• Provided passage:
+===+

The death of the despot in the leopard-skin hat, who bled his country dry during his 32-year presidency, was met with a resounding political silence.
The United States, Mobutu's old ally in the Cold War, which turned a blind eye as he siphoned billions of dollars from state coffers into his own personal bank accounts, long ago abandoned him.
France, which had the dubious distinction of sticking by him the longest, was low key in its response to his death. Jacques Rummelhardt, foreign ministry spokesman, said that it was for historians to judge "the excesses of his years in power". The French earned the hatred of Mobutu's 40 million poverty-stricken subjects for continuing to prop up his regime long after it was expedient, and during the take-over by Laurent Kabila's rebels, Zaireans threatened to "cut up" French people in the streets.
Only Kenya's president Daniel arap Moi mourned Mobutu's passing. Mr Moi was one of the last African leaders to visit Mobutu at Gbadolite, his luxurious palace in northern Zaire from where he finally flew into exile.
Even in death Mobutu's presence continues to be an embarrassment. His son Manda said yesterday in Rabat that he would be buried in Morocco in the next few days but might be moved later. Flanked by his two brothers Kongolo and Nzanga, Manda said he did not know where his father would be buried. That would be up to King Hassan of Morocco. In recent weeks the Moroccans have asked many in Mobutu's 50-strong entourage to leave the country.
Yesterday a spokesman for the government of Zaire, now renamed the Democratic Republic of Congo, said Mobutu's family was welcome to bring him home to rest. The republic has been trying to seize Mobutu's personal fortune; by all accounts so vast it could wipe out much of the national debt of the country he left bankrupt.
Mobutu always had a brass neck about the wholesale looting of Zaire. In an interview on television in the US he once admitted his personal fortune could cover his country's debts, but he could not lend his country the money because he could not be sure he would get it back. It remains to be seen whether gaining access to Mobutu's stolen billions will be easier now he is dead.
Mobutu came to power in a coup in 1965, five years after Belgium pulled out of Africa's second largest country. At first he was seen as a strongman who could hold together a huge, unstable country comprising hundreds of tribes and language groups. In the Seventies he was feted by the US, which used the former Zaire as a springboard for operations into neighbouring Angola where Western-backed Unita rebels were locked in civil war with a Cuban- and Soviet-backed government. Because Mobutu was useful in the fight against Communism the brutality and repressiveness of his regime was ignored.
Optimists yesterday celebrated Mobutu's death as marking the end of a shameful period in Africa's post-colonial history. The breed of tyrannical presidents-for-life which he represented, they say, is dying out, as a new type of leader - personified by Uganda's President Yoweri Museveni - emerges. The new breed, though not Western-style democrats, are opposed to corruption and in favour of good governance.
But while Mobutu's suffering has ended it is not certain that his country's has. Mobutu left in ruins a nation blessed with sufficient natural resources to be among the richest in Africa. Laurent Kabila is struggling against incredible odds. His disparate rebel alliance is said to be splitting and Mr Kabila is struggling to maintain control. It is yet to be seen whether Mobutu's horrific legacy can be overcome.

+===+

• Stored data:
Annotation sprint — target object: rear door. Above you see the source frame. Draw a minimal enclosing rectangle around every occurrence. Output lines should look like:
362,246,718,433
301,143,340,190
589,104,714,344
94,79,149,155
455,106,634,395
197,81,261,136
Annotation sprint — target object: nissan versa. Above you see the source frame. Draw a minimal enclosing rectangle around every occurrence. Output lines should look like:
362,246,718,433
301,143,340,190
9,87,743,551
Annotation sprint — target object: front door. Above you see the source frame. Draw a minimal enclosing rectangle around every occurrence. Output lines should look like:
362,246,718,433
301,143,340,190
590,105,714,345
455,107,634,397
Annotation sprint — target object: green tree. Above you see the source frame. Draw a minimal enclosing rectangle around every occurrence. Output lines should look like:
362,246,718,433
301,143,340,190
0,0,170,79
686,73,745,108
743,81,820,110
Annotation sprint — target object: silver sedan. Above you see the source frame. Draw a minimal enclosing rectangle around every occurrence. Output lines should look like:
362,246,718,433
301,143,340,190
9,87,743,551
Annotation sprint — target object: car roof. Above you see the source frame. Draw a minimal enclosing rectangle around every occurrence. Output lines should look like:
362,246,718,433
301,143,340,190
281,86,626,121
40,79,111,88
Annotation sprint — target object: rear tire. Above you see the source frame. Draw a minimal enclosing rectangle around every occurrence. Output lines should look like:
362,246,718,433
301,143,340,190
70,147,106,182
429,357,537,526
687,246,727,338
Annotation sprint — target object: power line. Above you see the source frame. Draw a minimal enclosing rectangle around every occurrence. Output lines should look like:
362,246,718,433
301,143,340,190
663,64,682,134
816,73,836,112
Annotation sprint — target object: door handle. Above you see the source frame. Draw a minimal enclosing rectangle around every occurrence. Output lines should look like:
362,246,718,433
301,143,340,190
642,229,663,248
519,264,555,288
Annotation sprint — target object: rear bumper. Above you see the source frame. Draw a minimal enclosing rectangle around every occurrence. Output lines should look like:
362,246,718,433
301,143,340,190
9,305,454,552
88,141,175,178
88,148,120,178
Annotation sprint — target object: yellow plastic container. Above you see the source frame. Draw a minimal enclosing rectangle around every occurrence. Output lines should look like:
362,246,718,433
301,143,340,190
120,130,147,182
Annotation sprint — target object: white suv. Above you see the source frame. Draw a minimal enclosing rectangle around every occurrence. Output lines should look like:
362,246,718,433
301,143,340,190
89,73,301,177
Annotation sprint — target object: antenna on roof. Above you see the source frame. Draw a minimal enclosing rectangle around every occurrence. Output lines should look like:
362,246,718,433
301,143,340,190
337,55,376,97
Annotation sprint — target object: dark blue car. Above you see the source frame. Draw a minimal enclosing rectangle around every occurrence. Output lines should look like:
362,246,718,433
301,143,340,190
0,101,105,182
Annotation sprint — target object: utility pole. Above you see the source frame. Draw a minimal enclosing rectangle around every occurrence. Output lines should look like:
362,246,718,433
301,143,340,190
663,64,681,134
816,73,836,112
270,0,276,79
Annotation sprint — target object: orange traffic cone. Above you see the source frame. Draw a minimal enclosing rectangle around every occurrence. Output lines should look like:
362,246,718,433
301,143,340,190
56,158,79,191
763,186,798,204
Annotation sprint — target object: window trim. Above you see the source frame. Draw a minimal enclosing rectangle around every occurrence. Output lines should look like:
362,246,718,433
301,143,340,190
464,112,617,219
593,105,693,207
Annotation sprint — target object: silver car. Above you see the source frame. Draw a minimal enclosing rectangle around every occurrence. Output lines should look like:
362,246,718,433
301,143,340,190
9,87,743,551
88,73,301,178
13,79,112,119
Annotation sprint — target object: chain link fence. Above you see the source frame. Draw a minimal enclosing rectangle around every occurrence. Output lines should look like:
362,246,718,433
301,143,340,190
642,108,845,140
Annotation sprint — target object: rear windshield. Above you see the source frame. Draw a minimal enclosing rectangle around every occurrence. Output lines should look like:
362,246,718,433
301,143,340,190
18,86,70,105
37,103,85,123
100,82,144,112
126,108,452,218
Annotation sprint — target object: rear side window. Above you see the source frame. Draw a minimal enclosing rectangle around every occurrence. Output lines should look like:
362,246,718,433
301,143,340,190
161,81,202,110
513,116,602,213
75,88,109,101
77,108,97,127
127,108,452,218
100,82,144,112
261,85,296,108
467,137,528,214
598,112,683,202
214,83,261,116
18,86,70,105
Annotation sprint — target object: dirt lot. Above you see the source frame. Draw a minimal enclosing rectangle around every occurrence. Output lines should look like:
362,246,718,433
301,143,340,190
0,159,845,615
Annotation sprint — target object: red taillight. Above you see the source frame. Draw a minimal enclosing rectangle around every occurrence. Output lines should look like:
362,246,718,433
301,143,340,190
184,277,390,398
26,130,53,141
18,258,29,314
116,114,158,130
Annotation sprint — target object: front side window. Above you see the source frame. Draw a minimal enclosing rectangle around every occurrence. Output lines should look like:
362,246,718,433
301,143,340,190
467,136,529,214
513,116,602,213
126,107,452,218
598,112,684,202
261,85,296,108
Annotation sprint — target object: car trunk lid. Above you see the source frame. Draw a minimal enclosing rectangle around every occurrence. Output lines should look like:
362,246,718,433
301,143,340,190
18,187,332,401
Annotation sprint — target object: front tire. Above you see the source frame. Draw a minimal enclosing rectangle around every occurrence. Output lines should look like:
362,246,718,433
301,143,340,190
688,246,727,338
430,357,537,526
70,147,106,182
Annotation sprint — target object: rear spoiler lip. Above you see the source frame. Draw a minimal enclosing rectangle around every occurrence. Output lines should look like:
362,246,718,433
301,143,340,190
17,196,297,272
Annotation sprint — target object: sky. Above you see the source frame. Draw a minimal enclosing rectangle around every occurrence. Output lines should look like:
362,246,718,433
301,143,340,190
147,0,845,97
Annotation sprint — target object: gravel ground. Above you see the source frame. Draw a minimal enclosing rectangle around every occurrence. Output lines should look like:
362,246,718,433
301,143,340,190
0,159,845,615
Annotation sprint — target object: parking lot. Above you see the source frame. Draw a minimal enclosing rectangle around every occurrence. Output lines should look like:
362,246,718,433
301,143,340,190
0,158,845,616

+===+

• Do this: List every son of Mobutu named in the article on Mobutu's death.

• Exercise solution: Manda, Kongolo, Nzanga